* _AIM OF THE EXERCISE_:
In the records below, find the line that contains "Target: reflection on water", then transcribe it and every later line exactly, stopping at the final line.

[Dataset items]
- - -

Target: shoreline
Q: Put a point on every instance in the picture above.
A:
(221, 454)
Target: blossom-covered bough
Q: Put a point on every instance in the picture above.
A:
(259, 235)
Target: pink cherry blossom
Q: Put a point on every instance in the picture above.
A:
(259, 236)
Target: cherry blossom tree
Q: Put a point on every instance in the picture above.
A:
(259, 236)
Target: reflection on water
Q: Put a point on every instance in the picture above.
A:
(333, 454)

- - -

* _TASK RESPONSE_:
Target: reflection on water
Q: Put a point on every instance in the picture above.
A:
(333, 454)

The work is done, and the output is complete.